• [Quoted passage]
______

Dáil debates

Wednesday, 3 October 2007

Health Services: Motion (Resumed)

 

8:00 pm

Photo of Seymour CrawfordSeymour Crawford (Cavan-Monaghan, Fine Gael)

I am glad the Minister is here and I welcome that valuable change in a health debate. I also welcome the fact that Deputy O'Rourke pointed out the Minister's failure to control spending on the HSE. The Minister is in control and must take responsibility. The original motion did not include the new cutbacks in Monaghan Hospital. The reopening of two reconstructed wards at a cost of approximately €5 million should have been a good news story for the people of Monaghan, but the Government and the HSE have introduced further cutbacks. The HSE says it only involves a cutback of ten to 12 beds, from what was available during the refurbishment process whereas, in fact, it means that a modern, recently upgraded 25-bed ward is being decommissioned. Ten years ago there were over 140 beds in Monaghan General Hospital with a full service. What is being done to the consultants and staff of the hospital through simple e-mails from the backroom boys is completely unacceptable. There was no forewarning or prior discussion and clearly no care for patients and their families.

______

Records from a collection
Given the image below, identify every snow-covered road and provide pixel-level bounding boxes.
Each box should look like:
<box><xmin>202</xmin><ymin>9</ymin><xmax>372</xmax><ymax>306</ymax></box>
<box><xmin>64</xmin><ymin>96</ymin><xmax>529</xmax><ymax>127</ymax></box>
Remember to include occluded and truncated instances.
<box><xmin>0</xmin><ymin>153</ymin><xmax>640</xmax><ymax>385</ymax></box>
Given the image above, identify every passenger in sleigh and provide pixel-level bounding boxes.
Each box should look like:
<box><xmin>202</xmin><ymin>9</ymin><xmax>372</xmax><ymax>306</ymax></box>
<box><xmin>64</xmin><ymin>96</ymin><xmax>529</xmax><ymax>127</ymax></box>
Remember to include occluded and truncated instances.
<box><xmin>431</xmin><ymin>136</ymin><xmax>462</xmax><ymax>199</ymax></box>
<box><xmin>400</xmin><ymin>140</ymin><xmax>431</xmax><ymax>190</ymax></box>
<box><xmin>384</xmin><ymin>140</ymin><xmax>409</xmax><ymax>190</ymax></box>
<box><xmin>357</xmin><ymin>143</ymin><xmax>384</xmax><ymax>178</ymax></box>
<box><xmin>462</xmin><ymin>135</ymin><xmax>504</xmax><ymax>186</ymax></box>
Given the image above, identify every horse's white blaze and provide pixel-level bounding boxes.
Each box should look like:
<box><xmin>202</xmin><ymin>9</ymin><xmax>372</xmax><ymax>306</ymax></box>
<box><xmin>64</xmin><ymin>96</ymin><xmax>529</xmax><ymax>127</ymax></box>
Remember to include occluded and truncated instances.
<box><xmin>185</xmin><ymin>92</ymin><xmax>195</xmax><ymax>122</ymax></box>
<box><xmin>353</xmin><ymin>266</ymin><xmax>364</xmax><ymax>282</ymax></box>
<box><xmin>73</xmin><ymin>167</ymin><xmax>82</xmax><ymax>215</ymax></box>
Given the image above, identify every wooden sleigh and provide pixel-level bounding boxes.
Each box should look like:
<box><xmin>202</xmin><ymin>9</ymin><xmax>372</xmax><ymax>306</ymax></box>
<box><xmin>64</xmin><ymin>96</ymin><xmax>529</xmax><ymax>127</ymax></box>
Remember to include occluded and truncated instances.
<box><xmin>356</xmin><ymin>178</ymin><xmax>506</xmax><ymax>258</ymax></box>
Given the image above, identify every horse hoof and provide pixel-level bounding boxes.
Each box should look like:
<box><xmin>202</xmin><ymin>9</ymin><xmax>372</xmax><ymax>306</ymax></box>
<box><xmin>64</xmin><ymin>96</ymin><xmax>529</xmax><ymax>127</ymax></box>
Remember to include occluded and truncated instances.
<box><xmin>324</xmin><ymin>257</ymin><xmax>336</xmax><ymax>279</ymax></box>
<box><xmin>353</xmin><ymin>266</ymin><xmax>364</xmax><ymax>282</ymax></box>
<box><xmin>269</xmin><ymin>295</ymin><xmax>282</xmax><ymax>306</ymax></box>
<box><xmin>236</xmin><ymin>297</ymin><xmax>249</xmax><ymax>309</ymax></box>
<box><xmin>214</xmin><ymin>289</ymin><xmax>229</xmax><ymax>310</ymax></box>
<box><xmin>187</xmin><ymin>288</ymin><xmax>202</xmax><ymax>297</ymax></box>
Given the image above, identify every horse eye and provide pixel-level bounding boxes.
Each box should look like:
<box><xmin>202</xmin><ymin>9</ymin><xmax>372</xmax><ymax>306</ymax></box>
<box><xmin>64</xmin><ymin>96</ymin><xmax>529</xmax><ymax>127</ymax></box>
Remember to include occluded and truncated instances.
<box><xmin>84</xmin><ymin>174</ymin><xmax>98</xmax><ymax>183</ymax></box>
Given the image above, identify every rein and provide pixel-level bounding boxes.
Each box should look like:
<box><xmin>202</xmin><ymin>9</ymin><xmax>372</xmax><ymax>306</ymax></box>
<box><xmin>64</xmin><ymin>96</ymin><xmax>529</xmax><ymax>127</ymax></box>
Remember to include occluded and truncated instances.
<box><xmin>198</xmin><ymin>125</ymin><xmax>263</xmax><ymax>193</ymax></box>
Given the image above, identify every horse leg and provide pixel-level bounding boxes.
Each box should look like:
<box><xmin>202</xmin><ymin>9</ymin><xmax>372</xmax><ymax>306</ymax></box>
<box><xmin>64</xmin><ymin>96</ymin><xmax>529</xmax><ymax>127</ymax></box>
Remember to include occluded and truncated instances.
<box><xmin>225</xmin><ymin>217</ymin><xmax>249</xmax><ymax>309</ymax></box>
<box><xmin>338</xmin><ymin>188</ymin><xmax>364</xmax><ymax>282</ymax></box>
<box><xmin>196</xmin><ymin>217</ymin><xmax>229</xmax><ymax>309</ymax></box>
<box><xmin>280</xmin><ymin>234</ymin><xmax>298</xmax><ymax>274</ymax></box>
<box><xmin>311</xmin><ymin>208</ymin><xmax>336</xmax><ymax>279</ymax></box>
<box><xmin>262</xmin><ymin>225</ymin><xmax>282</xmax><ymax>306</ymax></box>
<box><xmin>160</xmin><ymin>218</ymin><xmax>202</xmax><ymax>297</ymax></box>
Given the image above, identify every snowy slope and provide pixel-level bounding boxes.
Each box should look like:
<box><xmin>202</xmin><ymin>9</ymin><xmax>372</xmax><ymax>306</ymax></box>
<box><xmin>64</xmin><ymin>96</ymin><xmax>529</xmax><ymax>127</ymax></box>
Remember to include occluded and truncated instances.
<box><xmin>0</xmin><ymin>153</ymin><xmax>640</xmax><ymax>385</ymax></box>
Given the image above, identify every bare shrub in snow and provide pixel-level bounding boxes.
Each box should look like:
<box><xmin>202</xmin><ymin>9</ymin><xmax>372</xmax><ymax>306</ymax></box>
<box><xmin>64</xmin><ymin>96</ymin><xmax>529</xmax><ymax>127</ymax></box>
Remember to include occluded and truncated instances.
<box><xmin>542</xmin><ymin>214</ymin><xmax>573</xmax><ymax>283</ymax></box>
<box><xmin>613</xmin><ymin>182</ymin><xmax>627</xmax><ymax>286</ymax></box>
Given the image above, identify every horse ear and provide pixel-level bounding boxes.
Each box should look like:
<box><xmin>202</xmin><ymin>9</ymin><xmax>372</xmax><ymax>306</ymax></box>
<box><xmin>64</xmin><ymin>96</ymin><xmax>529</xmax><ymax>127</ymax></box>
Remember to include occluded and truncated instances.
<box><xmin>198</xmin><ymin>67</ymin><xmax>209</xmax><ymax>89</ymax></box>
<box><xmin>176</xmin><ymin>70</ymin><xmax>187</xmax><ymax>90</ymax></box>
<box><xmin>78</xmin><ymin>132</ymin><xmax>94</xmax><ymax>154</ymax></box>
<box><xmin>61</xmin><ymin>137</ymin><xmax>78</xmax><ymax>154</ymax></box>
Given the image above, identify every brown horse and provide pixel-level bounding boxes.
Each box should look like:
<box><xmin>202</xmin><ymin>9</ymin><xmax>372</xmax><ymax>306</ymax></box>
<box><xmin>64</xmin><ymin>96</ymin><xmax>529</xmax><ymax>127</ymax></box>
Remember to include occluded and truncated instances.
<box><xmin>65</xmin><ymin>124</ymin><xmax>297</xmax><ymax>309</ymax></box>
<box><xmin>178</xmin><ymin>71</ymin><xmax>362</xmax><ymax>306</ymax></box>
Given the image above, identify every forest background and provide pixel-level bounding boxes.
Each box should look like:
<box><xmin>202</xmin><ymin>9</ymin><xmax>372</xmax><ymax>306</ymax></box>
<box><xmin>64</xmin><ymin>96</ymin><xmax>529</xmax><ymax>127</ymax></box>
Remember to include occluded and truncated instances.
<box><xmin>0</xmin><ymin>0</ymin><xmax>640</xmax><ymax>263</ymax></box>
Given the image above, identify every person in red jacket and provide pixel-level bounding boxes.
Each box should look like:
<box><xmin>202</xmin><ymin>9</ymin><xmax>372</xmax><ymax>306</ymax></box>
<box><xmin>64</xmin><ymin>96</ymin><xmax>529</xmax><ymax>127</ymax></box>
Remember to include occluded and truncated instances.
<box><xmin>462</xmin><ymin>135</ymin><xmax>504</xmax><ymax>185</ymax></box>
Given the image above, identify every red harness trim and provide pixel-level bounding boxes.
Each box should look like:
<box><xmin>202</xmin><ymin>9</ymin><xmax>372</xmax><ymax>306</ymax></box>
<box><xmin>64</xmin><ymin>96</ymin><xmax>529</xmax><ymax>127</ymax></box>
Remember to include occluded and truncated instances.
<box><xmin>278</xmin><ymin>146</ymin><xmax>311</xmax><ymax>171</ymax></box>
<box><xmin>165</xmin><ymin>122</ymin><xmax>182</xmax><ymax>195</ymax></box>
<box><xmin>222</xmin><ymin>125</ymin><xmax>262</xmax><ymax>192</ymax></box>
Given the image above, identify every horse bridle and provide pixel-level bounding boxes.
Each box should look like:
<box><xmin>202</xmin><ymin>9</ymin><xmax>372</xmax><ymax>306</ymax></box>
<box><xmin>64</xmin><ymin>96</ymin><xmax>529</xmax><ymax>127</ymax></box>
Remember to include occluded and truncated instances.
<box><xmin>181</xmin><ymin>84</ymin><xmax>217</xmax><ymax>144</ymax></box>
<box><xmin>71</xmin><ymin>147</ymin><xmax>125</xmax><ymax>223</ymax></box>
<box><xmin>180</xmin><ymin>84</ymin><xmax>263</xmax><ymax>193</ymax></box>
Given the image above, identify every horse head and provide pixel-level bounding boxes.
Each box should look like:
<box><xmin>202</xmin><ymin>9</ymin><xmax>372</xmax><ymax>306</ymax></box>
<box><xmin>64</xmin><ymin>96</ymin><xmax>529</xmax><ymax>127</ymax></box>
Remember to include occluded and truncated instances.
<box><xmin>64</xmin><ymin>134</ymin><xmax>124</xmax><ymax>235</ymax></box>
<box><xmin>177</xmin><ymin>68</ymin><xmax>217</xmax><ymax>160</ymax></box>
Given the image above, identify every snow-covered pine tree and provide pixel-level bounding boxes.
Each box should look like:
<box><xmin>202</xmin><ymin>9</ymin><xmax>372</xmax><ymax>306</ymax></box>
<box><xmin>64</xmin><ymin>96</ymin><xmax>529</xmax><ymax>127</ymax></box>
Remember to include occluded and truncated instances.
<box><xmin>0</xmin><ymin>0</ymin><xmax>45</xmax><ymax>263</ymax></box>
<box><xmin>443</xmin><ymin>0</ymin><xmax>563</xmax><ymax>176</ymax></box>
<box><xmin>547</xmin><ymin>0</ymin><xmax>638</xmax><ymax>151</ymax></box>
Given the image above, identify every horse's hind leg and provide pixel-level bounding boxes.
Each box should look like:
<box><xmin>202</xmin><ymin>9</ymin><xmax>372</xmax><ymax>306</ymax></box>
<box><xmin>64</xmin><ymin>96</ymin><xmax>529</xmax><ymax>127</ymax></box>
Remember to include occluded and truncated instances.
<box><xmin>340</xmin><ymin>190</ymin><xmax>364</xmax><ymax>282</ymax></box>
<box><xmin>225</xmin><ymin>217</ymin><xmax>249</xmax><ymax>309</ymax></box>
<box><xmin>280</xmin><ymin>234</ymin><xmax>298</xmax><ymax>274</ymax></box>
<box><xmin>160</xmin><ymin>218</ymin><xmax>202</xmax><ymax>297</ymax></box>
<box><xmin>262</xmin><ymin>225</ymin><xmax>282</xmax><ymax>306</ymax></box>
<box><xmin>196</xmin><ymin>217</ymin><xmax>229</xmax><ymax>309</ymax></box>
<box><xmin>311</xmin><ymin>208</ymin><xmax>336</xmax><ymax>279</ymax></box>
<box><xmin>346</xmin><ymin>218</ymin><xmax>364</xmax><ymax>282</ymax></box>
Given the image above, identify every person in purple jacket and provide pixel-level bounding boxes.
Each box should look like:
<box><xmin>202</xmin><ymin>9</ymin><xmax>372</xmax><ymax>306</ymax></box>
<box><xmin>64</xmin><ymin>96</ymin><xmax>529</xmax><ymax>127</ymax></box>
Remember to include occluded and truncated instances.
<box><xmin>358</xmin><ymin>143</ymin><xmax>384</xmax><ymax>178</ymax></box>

______

• [Things to do]
1. Answer these questions about the Dáil speech:
(a) On what date did the debate take place?
(b) About how much did the reconstruction of the two reopened wards cost?
(c) How many beds did Monaghan General Hospital have ten years earlier?
2. Proceed with the Dáil speech on Monaghan Hospital, starting after its final sentence.
The entries are separate material, unrelated to the Dáil speech.

• [Task-by-task answers]
1.
(a) Wednesday, 3 October 2007
(b) Approximately €5 million
(c) Over 140 beds

2.
The Fianna Fáil-led Government promised so much just weeks before the election, not just for Ennis and other hospitals but also a new ENT, ear, nose and throat, service for Monaghan. While I welcome my colleague Deputy Conlon's contribution, she failed to mention the fact that the service she offered people before the election is now gone.

The Minister of State, Deputy Smith, and his colleagues who represent the Cavan-Monaghan area, should realise what is being done in the name of progress and what is clearly planned. We all have a duty to take political responsibility on behalf of those we represent, rather than simply handing over patients' lives to advisers from a failed British system.

The last time Monaghan General Hospital was off call, up to 17 lives were lost because people were not allowed through the door. Mr. McCullough, who lived only 500 yd. away, was refused admission to the hospital where he would have obtained relief and care. He died on the way to Cavan. Perhaps the Minister can meet the people in the Gallery tonight. They have travelled from Monaghan and now expect their public representatives to stand together and fight for hospital services there.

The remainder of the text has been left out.